>> begin

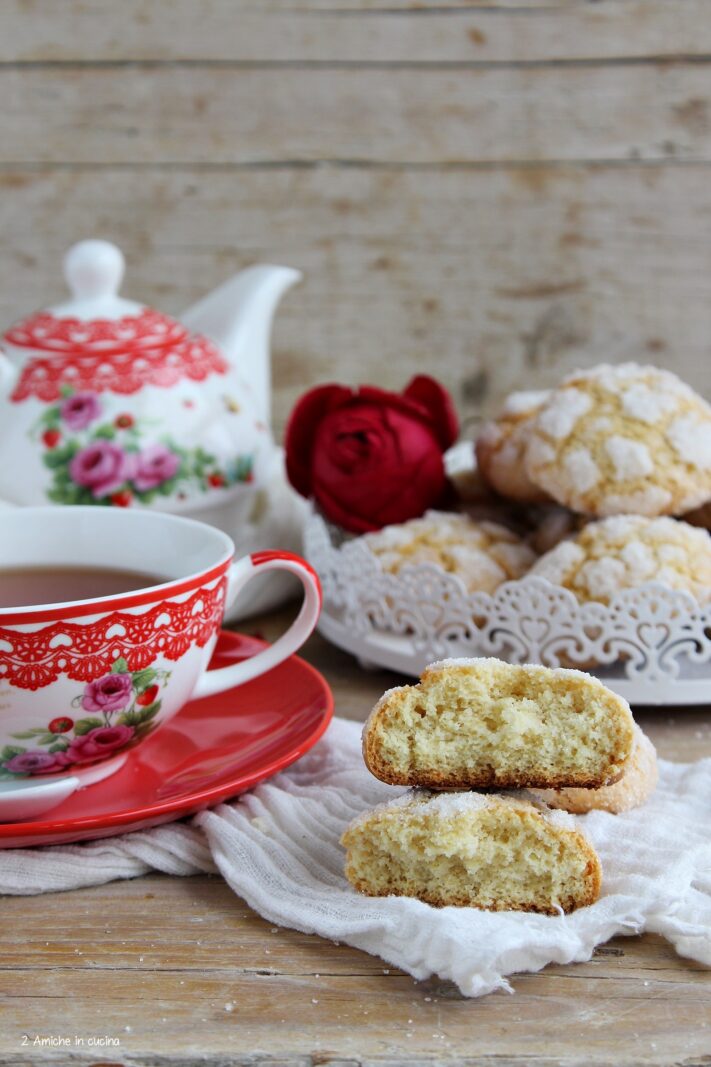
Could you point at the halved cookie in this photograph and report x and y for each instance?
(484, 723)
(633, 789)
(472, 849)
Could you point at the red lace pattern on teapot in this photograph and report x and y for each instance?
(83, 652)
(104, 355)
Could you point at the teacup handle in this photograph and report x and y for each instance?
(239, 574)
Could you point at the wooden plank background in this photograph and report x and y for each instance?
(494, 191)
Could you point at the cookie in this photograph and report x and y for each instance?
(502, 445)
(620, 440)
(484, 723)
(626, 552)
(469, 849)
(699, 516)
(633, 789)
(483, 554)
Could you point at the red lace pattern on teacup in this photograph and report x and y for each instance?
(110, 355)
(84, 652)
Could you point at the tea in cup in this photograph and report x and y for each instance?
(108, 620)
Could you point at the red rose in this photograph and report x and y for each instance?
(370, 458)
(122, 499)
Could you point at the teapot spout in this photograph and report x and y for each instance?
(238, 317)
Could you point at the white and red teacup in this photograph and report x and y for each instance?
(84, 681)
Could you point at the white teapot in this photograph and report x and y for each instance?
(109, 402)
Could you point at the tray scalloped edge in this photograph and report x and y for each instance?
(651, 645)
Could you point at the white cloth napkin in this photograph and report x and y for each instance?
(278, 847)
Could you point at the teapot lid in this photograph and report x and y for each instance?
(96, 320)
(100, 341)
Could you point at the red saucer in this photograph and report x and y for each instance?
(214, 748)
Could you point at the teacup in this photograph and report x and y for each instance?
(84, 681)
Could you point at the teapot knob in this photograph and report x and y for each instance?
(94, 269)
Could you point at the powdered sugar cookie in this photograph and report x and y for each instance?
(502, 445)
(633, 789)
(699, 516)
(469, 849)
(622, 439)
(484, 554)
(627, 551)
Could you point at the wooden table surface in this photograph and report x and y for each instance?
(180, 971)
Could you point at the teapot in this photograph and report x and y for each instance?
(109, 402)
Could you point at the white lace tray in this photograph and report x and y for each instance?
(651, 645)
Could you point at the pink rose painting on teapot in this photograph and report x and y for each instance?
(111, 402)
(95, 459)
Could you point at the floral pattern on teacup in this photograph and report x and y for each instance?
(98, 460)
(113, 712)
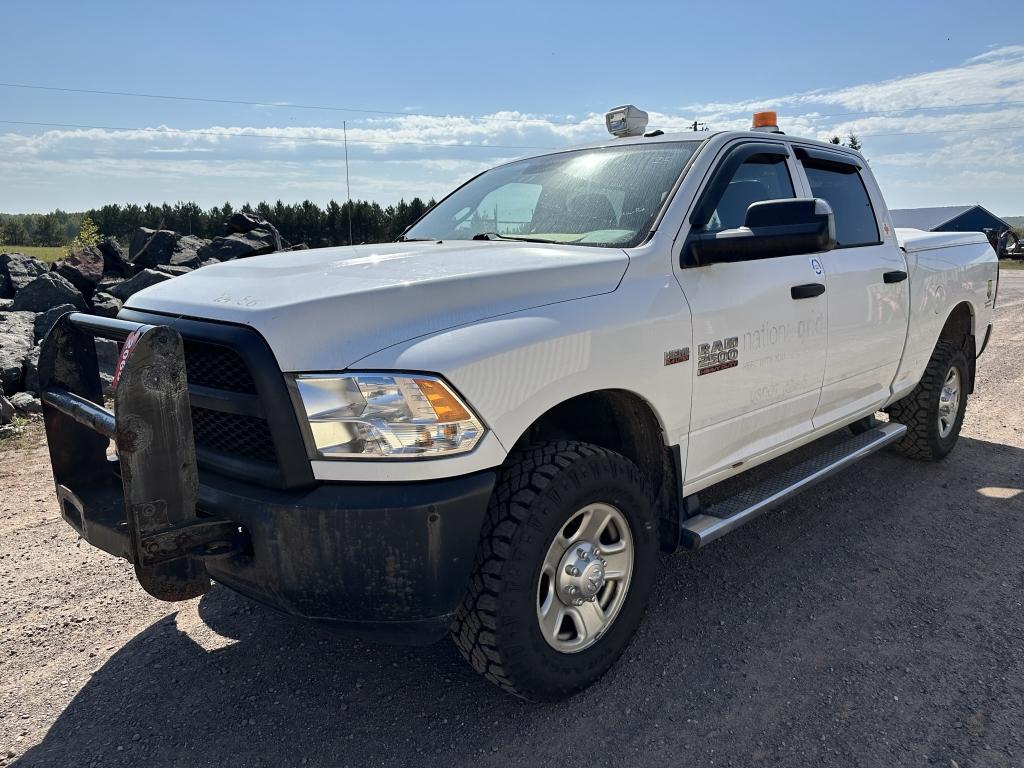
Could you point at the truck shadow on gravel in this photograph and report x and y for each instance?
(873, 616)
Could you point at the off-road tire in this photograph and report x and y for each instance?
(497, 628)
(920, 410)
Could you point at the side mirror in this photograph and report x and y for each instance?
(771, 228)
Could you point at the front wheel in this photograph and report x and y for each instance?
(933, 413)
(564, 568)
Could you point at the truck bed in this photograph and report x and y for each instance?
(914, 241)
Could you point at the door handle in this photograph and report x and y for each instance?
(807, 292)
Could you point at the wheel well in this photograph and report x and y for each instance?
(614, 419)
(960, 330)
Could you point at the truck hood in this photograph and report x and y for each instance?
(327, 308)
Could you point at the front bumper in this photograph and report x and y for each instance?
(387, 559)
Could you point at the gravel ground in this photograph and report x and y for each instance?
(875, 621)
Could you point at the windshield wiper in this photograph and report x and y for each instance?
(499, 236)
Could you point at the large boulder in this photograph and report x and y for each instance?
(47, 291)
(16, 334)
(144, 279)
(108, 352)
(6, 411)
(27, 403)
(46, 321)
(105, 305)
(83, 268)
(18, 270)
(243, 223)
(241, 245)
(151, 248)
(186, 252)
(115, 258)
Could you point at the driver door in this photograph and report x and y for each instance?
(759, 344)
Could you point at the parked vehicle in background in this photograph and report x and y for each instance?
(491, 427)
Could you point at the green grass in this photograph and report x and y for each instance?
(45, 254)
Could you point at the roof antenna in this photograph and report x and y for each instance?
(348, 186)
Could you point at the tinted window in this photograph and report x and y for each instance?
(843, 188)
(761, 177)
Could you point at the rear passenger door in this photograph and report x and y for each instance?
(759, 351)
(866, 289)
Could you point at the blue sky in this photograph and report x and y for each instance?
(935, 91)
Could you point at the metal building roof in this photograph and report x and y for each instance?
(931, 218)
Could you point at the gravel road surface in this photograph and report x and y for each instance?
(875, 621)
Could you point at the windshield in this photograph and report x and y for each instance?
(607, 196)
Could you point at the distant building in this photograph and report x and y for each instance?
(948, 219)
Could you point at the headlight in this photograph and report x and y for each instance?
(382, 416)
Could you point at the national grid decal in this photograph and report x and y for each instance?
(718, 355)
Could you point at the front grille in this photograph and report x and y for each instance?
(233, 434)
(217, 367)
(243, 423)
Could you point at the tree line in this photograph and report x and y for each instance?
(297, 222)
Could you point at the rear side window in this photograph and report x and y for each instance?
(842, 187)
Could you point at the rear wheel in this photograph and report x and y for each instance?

>> end

▸ **Requirement**: Set down, exactly and in full, the lines from the one containing "Could you point at the tinted" through the end of the entries; no other line belongs.

▸ **Response to the task**:
Could you point at the tinted window in this photograph and report x and y for each instance?
(843, 188)
(761, 177)
Could you point at the rear passenger door in this photograph and report x and y for each instance?
(759, 351)
(866, 289)
Could you point at the blue sky in this photograph and report x and y for each instance?
(935, 91)
Could you point at the metal building roof in this photograph and report x and y for each instance?
(931, 218)
Could you point at the gravel road surface in this photograph and report x and y for each instance?
(875, 621)
Could you point at the windshield in this photograph and report x and y for each instance?
(607, 196)
Could you point at the distant building in this photograph and report x and y for each instance?
(948, 219)
Could you point at the headlight in this photograph and report x and y for each instance?
(382, 416)
Could you point at the national grid decal in this photograph and report x and y for each instance?
(718, 355)
Could you point at the front grille in this photograph and report x and y for each instance?
(233, 434)
(217, 367)
(243, 423)
Could you point at the tree line in this photograph and report x and y for each instance?
(297, 222)
Could you point at the rear side window in this photograph and report x and y for each instance?
(842, 187)
Could you point at the rear wheel in this photograph and report x and y for each instance?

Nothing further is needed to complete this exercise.